__ACTIVITY__. Update the passage on sleep and pain: write out everything from "The relationship between pain and sleep quality" down to "in the relationship.", putting "topics" in place of "themes".

__PAGE EXCERPT__.
- Opening Delimiter -
Emerging research trends on the relationship between sleep and pain

The relationship between pain and sleep quality is well reported in the literature. Sleep complaints are present in up to 88% of chronic pain disorders and at least 50% of patients presenting with insomnia also suffer chronic pain. This article focusses on a recent review by Finan, Goodin and Smith(2013) who aimed to identify emerging trends in the relationship between pain and sleep, particularly those involving chronic pain patients. The main themes for the review include the possible mechanisms involved and the direction of causality in the relationship.

The mechanisms connecting sleep characteristics and pain perception are unsurprisingly complex. Sleep restriction is associated with attenuated cortical activity in the insular and cingulate regions suggesting that the hyperalgesic effects of partial sleep deprivation is mediated by impairments in the descending modulatory systems, rather than an amplification of the ascending sensory pathways. Dopaminergic signalling also may play an important role in contributing to sleep deficits seen in chronic pain sufferers. The mesolimbic system releases dopamine in the maintenance of arousal states which is involved in sleep modulation. This suggests that chronic pain that also disturbs sleep, could further lead to dysregulation of the sleep-wake cycle.

From a day to day perspective, the temporal effect of sleep on pain may be stronger than that of pain on sleep. Experimental studies outlined in the review indicate that sleep disturbance has a substantial effect on pain perception as chronic sleep deprivation and was likely to correlate with increased pain sensitivity, and further, that extended sleep within the same population promoted reduced pain sensitivity. From a clinical standpoint, addressing sleep quality deficits may be worthwhile in the efforts to treat and prevent chronic pain. This view is further supported by findings that reduced sleep efficiency also reduces the efficacy of analgesics used in chronic pain patients, in particular, the use of endogenous opioid-mediated pain inhibition

In prospective studies, which followed participants for over a year, the incidence of insomnia was a significant predictor of migraine in Danish and Norwegian populations. Similarly, a sleep disorder or difficulties falling asleep were significant predictors of fibromyalgia in Norwegian women. These findings not only lead to changes in how pain and sleep research is carried out, but further move the aim of research from exploring whether pain and sleep are associated, to how pain and sleep are associated.
- Closing Delimiter -
__THE DATA__.
- Opening Delimiter -
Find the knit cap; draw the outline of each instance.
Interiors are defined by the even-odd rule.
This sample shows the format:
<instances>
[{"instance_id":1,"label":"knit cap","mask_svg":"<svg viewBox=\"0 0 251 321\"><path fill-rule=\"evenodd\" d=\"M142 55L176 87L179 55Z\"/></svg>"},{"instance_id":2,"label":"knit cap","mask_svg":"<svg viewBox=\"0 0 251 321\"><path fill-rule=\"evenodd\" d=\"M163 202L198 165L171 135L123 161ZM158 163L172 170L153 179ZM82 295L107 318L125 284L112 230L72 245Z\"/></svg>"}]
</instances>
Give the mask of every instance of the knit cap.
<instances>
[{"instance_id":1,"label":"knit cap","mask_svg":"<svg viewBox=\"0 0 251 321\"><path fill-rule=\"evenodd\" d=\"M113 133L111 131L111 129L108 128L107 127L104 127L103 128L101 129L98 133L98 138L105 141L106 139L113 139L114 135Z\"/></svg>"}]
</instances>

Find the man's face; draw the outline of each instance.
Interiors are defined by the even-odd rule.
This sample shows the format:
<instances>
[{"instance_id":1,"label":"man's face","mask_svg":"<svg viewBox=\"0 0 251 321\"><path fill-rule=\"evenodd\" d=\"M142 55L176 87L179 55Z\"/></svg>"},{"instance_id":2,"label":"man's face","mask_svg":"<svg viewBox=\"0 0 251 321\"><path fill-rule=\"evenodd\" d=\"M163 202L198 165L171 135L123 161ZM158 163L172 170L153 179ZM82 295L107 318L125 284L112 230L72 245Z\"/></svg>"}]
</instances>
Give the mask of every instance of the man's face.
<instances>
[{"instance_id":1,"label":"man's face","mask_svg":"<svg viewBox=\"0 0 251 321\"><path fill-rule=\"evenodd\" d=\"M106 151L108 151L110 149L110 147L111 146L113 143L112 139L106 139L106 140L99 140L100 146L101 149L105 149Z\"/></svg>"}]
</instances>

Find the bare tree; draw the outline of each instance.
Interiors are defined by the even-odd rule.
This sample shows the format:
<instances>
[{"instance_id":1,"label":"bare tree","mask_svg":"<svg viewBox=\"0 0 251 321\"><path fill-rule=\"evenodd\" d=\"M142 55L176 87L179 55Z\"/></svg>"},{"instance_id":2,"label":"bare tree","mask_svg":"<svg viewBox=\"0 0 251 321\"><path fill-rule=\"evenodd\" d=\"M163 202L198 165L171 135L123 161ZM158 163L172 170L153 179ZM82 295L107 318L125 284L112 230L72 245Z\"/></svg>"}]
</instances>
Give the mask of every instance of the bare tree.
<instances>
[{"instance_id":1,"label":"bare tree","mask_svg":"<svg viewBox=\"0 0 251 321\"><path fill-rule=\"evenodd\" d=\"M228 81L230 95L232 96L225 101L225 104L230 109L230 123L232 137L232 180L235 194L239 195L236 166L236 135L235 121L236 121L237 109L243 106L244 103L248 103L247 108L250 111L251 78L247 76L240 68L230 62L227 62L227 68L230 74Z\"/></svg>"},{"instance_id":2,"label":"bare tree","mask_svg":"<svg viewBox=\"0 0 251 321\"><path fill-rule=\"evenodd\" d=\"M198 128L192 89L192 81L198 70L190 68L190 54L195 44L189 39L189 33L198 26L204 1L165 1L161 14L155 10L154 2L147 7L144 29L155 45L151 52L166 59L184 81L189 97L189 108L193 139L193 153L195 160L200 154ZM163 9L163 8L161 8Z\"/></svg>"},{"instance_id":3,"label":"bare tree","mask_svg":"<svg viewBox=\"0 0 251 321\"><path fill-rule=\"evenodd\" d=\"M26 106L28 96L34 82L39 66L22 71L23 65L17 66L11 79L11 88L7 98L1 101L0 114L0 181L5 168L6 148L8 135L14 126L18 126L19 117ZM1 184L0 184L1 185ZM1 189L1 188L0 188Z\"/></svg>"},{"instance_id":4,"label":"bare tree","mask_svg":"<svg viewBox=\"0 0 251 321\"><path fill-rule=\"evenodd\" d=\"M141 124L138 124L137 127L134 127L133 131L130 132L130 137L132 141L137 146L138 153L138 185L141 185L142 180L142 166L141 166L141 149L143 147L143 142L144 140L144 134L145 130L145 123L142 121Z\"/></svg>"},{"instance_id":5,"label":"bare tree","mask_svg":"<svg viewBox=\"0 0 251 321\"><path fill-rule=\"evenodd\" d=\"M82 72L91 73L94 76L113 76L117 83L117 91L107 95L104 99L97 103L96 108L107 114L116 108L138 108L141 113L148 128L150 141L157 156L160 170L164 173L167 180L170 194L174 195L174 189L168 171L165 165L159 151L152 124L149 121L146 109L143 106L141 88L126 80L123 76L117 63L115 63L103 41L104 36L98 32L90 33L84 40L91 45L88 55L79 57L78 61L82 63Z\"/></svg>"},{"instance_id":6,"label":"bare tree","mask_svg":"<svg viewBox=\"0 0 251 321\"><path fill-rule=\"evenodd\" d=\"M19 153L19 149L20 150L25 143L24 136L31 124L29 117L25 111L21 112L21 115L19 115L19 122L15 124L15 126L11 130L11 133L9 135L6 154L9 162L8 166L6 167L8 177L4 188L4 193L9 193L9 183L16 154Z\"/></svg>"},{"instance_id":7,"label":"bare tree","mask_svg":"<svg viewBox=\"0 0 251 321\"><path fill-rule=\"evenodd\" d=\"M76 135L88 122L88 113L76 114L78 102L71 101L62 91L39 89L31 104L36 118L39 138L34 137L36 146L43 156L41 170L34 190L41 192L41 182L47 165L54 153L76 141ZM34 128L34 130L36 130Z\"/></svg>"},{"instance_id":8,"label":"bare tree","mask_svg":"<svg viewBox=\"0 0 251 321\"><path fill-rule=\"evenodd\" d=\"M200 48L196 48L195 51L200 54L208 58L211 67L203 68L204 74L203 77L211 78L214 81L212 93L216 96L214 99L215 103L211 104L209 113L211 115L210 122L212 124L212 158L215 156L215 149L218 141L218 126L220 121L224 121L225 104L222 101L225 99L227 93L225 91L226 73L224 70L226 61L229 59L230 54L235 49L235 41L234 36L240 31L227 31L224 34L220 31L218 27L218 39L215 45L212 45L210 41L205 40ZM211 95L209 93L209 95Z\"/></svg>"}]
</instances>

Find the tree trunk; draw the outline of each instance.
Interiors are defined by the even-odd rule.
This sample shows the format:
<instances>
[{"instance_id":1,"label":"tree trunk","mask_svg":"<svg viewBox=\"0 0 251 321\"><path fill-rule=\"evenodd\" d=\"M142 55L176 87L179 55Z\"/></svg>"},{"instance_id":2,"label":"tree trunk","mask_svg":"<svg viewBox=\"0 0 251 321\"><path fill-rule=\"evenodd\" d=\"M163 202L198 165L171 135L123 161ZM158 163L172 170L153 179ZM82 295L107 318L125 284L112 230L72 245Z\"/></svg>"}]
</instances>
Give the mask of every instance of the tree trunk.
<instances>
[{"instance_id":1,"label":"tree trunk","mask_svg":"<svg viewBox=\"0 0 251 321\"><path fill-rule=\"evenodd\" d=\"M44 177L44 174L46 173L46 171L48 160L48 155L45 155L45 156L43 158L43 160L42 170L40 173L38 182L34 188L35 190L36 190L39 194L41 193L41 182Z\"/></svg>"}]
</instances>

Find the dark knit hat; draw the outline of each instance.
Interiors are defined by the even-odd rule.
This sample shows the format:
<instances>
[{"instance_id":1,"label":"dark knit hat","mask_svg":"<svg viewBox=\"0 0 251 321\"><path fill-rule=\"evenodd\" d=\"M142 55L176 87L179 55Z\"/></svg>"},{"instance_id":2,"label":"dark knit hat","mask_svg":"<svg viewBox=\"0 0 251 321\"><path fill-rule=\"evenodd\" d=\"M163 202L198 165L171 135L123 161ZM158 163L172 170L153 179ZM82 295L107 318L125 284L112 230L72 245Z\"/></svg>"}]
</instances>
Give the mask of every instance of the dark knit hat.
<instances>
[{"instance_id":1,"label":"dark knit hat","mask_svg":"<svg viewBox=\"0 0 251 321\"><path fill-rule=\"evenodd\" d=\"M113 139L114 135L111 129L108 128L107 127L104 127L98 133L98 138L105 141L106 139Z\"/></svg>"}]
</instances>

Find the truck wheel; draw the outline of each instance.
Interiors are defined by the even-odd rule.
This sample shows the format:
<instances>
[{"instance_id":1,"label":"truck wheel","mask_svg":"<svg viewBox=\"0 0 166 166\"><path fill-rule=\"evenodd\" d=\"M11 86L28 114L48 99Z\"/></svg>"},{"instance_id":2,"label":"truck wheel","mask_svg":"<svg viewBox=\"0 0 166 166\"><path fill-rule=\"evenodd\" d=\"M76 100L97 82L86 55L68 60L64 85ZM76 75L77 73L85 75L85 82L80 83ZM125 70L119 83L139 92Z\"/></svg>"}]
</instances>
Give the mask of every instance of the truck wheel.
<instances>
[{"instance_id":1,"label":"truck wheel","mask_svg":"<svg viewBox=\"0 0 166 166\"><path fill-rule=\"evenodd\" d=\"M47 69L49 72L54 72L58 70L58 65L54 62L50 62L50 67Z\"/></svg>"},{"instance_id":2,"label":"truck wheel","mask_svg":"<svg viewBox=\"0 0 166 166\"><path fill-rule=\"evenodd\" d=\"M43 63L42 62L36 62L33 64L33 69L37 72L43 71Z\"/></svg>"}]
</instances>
- Closing Delimiter -
__ANSWER FOR THIS EXERCISE__.
The relationship between pain and sleep quality is well reported in the literature. Sleep complaints are present in up to 88% of chronic pain disorders and at least 50% of patients presenting with insomnia also suffer chronic pain. This article focusses on a recent review by Finan, Goodin and Smith(2013) who aimed to identify emerging trends in the relationship between pain and sleep, particularly those involving chronic pain patients. The main topics for the review include the possible mechanisms involved and the direction of causality in the relationship.